:: TAREAS PENDIENTES ::
1. Reproduce literalmente el pasaje del texto sobre la mujer ateniense que va entre "Por lo tanto, como" y "la Esparta histórica.", ambos incluidos.
2. Responde según el texto sobre la mujer ateniense:
(a) ¿Con qué dos sociedades se suele comparar la restricción que pesaba sobre la vida de las mujeres en Atenas?
(b) En caso de divorcio, ¿a quién se devolvía la dote junto con la esposa?
(c) ¿En qué tipo de casos estaba especializado el orador Iseo?

:: TEXTO SELECCIONADO ::
::::::

Por lo tanto, como he dicho, es opinión casi unánime que la mujer ateniense gozaba de poquísima libertad. Algunos autores llegan hasta la afirmación del «desprecio que los griegos cultos sentían por sus esposas». Es de rigor comparar la restricción que pesaba sobre la vida de las mujeres en Atenas con la libertad y respeto que disfrutaban en la sociedad homérica y en la Esparta histórica.
Esto parece confirmarse si acudimos a la prueba legal. Las mujeres carecían de derechos; es decir que no podían llegar a la Asamblea y mucho menos desempeñar cargos. No podían tener propiedades, ni manejar asuntos legales; toda mujer, desde su nacimiento hasta su muerte, debía estar bajo la tutela, por así decirlo, de su pariente masculino más próximo o de su marido y solo por medio de él tenía protección legal. Este «tutor» entregaba a la mujer en matrimonio, y una dote con ella; si había divorcio, la dote era devuelta al tutor junto con la esposa. La disposición legal más extraña para nuestras ideas atañe a la hija que era única heredera de un padre muerto abintestato: el pariente varón más cercano estaba autorizado a pedirla en matrimonio y, si ya estaba casado, podía divorciarse de su mujer para casarse con la heredera. (Debe aclararse que la ley ática reconocía el matrimonio entre tío y sobrina, e incluso entre hermanastro y hermanastra). O si no, el pariente varón más cercano se convertía en guardián de la heredera, y debía casarla, con una dote conveniente. En realidad, un hombre que no tenía hijos y que era probable que no los tuviera, adoptaba generalmente uno —no un niño varón sino un hombre hecho— por ejemplo, un cuñado; ya que la finalidad de la adopción no obedecía a un sentimiento ni tendía a curar una psicosis, sino a dejar en pos de sí un formal jefe de la familia para proseguir su existencia legal y ritos religiosos. Pero, como es natural, muchos hombres murieron antes de juzgar necesaria la adopción de un hijo; así pues, quedaban herederas en las condiciones antedichas, e Iseo (un orador especializado en casos de herencias disputadas) nos asegura —o más bien asegura a su auditorio, lo cual puede no ser la misma cosa— «que más de un hombre ha repudiado a su esposa» para casarse con una heredera. Fuera de este caso particular, las leyes de divorcio se aplicaban a los maridos y a las esposas con razonable, aunque no completa, imparcialidad; por ejemplo —cito fielmente términos de Jebb— «una unión sin hijos podía ser anulada a pedido de los parientes de la esposa».
¿Es necesario agregar algo más? Cuando la prueba legal se suma a la literaria —y creo que mi resumen forzosamente breve no expone mal ambas posiciones— ¿no es evidente que el ateniense trataba a su mujer con considerable indiferencia, por no decir con «menosprecio», palabra que no nos parece demasiado rigurosa?
¿Podemos dudar, ante las pruebas, de que en esta sociedad tan eminentemente masculina que las mujeres actuaban en una esfera tan restringida que podemos considerarla con justicia como un «área de depresión»?

::::::

:: MATERIAL DE TRABAJO ::
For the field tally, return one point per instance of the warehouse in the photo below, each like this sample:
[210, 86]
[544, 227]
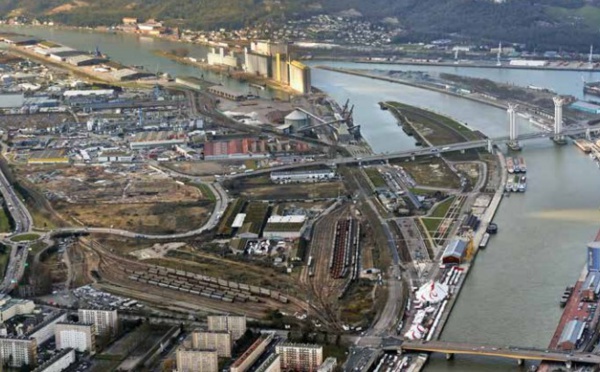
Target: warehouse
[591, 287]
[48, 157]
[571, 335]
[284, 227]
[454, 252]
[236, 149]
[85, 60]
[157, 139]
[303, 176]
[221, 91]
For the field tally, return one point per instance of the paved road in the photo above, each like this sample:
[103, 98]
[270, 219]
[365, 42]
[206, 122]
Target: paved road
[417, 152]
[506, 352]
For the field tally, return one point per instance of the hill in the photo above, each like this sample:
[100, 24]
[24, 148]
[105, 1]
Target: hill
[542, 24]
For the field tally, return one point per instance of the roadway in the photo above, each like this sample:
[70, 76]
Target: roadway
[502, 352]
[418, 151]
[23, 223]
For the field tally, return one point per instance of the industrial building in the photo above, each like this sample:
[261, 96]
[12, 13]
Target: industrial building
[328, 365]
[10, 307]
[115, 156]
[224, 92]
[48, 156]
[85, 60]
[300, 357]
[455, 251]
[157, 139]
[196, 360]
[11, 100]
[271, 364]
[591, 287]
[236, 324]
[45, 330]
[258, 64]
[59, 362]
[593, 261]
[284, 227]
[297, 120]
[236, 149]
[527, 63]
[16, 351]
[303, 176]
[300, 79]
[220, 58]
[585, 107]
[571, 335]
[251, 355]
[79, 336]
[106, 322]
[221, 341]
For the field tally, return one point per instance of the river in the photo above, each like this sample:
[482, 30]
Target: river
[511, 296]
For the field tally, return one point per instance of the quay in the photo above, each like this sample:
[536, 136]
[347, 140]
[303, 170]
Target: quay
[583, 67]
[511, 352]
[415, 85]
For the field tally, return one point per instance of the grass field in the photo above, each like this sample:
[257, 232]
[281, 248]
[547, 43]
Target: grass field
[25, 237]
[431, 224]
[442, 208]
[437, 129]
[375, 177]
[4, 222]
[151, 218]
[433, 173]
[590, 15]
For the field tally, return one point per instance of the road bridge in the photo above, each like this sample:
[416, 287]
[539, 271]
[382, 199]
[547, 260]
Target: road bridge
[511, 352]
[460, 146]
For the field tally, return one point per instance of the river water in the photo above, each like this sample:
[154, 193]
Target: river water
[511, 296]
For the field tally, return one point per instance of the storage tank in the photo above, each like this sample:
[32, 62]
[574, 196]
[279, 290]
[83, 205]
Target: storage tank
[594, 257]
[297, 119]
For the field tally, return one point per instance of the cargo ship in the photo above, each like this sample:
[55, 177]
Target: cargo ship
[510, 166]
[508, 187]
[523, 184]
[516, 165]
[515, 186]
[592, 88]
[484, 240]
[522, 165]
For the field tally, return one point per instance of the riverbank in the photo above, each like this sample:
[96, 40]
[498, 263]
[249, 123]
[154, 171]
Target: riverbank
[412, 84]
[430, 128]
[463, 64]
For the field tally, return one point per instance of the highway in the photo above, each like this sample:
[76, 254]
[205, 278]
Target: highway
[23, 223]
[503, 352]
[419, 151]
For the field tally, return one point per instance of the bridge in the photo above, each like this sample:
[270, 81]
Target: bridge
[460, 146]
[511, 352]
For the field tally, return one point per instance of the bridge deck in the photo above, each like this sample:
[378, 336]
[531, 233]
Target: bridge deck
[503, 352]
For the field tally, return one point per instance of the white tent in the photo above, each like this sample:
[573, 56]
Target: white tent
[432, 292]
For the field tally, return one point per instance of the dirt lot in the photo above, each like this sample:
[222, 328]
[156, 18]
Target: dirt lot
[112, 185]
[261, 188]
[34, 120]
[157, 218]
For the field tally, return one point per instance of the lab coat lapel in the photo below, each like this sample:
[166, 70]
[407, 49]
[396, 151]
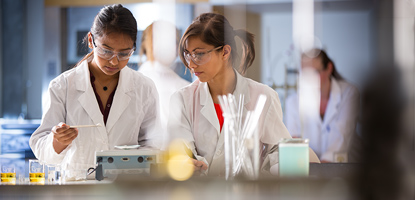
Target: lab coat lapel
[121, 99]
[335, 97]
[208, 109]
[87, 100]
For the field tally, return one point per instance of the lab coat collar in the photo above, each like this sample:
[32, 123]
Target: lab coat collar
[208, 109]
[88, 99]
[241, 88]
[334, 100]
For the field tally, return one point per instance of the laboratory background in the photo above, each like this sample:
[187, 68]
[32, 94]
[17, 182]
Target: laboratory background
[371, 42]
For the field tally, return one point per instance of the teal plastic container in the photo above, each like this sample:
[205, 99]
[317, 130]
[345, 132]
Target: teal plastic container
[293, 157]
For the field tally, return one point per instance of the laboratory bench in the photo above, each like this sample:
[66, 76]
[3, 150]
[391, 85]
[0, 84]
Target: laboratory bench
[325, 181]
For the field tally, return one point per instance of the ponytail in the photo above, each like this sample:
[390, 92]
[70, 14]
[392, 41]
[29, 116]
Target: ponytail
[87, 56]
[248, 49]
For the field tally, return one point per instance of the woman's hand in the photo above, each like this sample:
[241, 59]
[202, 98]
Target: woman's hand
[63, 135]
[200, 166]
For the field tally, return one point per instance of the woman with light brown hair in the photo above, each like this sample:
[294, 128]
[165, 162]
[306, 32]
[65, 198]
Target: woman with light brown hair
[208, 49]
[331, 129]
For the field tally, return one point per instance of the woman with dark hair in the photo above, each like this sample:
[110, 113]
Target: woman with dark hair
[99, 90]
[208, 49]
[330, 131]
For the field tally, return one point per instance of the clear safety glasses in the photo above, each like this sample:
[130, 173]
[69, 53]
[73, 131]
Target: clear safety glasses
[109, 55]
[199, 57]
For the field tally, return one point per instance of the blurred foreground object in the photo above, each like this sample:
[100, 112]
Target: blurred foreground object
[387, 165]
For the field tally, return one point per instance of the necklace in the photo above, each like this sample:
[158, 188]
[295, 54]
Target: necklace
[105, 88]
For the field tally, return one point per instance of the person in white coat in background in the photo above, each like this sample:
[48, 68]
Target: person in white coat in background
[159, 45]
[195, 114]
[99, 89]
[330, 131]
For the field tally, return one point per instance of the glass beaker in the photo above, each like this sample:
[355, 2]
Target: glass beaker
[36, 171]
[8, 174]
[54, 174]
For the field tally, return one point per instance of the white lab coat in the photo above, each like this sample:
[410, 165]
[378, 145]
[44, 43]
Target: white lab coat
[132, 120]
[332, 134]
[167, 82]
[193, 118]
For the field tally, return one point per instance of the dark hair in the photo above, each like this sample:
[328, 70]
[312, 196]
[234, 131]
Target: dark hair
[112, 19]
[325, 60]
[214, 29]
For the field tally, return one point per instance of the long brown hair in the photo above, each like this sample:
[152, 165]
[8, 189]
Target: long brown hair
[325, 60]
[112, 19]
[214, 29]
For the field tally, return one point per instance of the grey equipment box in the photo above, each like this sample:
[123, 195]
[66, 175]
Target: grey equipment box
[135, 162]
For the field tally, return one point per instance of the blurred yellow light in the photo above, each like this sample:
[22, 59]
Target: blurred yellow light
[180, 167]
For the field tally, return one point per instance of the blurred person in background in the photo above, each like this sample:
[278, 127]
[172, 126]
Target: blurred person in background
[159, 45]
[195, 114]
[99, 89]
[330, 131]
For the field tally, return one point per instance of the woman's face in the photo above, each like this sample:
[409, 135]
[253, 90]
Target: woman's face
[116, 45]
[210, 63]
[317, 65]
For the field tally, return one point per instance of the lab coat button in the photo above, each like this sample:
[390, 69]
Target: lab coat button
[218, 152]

::::::

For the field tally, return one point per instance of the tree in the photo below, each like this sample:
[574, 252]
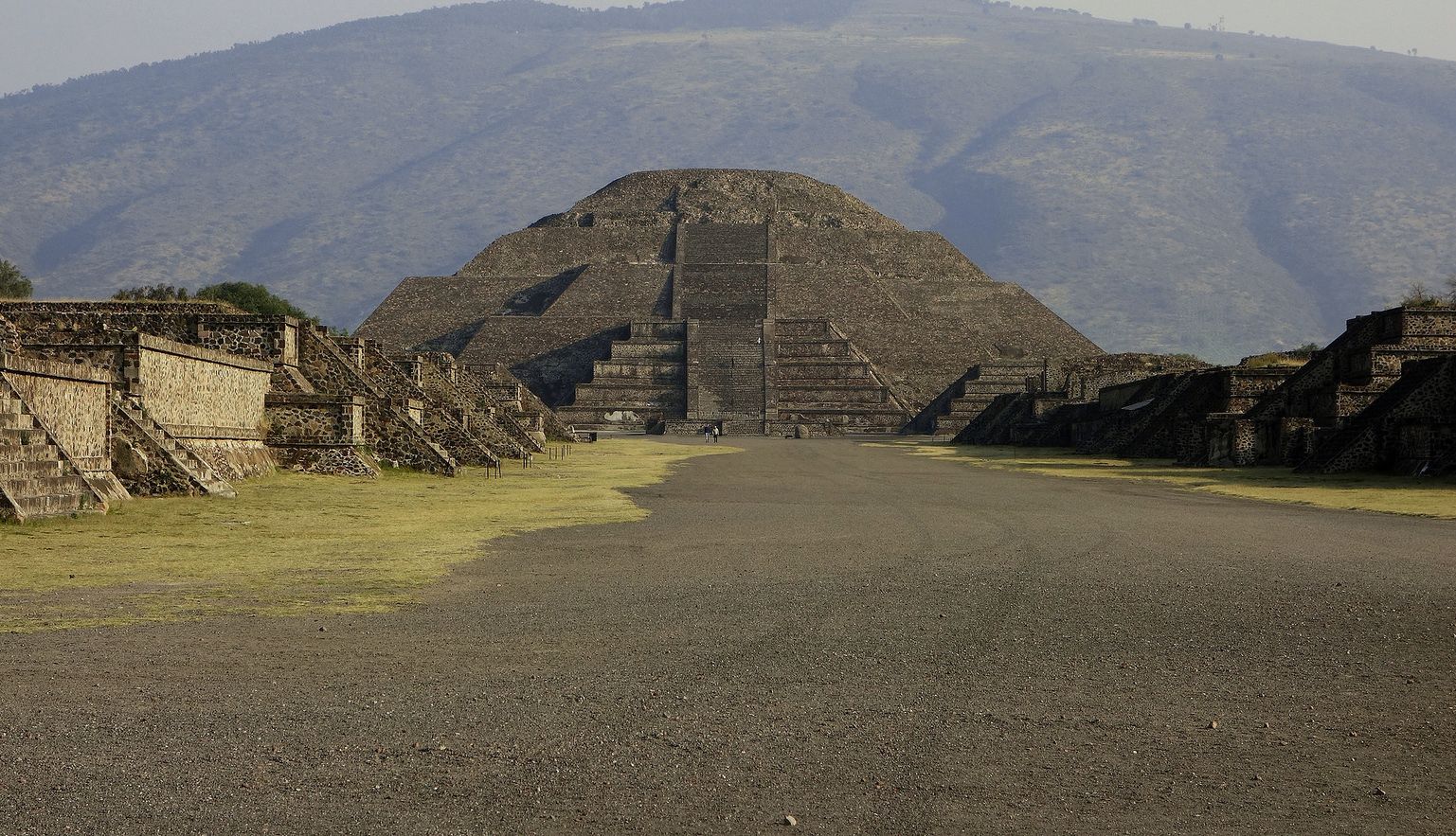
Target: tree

::::::

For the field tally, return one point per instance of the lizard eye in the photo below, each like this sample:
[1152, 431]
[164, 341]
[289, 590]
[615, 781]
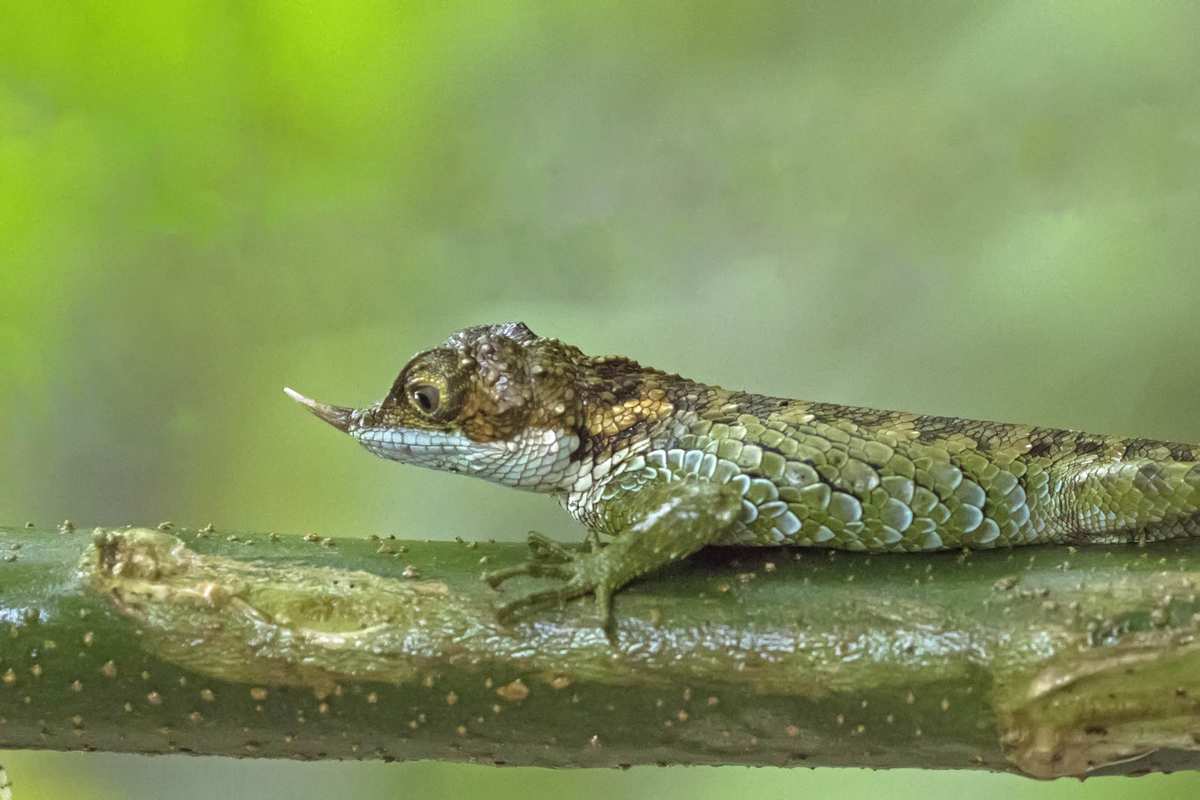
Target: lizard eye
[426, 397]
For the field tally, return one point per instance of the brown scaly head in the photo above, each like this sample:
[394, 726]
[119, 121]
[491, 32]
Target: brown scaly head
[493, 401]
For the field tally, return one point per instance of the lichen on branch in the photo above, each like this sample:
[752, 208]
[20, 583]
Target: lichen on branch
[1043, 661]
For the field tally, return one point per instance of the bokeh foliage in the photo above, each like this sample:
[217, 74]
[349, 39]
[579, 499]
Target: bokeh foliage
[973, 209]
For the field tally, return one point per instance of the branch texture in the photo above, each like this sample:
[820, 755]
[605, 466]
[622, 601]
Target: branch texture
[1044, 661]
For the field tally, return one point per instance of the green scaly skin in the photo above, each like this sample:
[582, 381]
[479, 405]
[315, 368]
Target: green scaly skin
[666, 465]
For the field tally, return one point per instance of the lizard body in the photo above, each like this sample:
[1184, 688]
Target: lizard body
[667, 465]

::::::

:: RESULTADOS DEL EJERCICIO ::
1.
Por lo tanto, como he dicho, es opinión casi unánime que la mujer ateniense gozaba de poquísima libertad. Algunos autores llegan hasta la afirmación del «desprecio que los griegos cultos sentían por sus esposas». Es de rigor comparar la restricción que pesaba sobre la vida de las mujeres en Atenas con la libertad y respeto que disfrutaban en la sociedad homérica y en la Esparta histórica.

2.
(a) Con la sociedad homérica y con la Esparta histórica.
(b) Al tutor.
(c) En casos de herencias disputadas.